*What the task asks*
Print the line that contains "Teacher note to the class: pick out the concrete sidewalk" and every line after it through the last line of the records below, exactly as written and nothing else.

*Records for the task*
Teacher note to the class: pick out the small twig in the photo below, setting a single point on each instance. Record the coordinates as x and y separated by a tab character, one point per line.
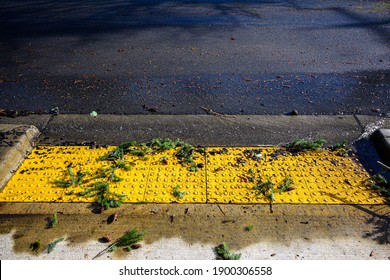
384	165
221	210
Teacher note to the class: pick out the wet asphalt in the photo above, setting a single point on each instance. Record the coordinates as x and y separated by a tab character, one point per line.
185	57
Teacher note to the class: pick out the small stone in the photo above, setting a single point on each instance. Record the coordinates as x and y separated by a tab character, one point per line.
105	239
136	246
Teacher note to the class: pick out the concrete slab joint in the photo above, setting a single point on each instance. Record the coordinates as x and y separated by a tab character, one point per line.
16	142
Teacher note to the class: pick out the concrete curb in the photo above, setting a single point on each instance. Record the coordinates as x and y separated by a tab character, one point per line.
16	142
381	140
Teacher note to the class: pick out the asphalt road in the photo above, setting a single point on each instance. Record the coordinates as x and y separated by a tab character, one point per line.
182	57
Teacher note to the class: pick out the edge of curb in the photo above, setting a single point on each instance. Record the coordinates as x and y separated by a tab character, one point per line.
381	141
18	147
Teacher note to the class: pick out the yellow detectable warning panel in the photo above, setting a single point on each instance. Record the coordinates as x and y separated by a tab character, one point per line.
171	181
239	175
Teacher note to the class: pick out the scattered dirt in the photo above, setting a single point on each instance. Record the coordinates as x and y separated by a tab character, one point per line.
203	224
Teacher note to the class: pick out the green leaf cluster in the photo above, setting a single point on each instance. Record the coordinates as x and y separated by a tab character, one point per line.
224	252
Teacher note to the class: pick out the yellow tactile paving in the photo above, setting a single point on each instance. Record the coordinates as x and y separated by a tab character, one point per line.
166	175
224	175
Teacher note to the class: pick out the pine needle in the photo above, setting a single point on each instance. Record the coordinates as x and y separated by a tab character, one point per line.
52	245
127	240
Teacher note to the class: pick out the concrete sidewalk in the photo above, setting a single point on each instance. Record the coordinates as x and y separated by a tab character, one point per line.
188	231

*Response box*
Teacher note to the class: pick out the concrete sidewalk in the photo above, setting a single point on each instance. Record the coordinates as x and y separated by a tab character, one point per line.
188	231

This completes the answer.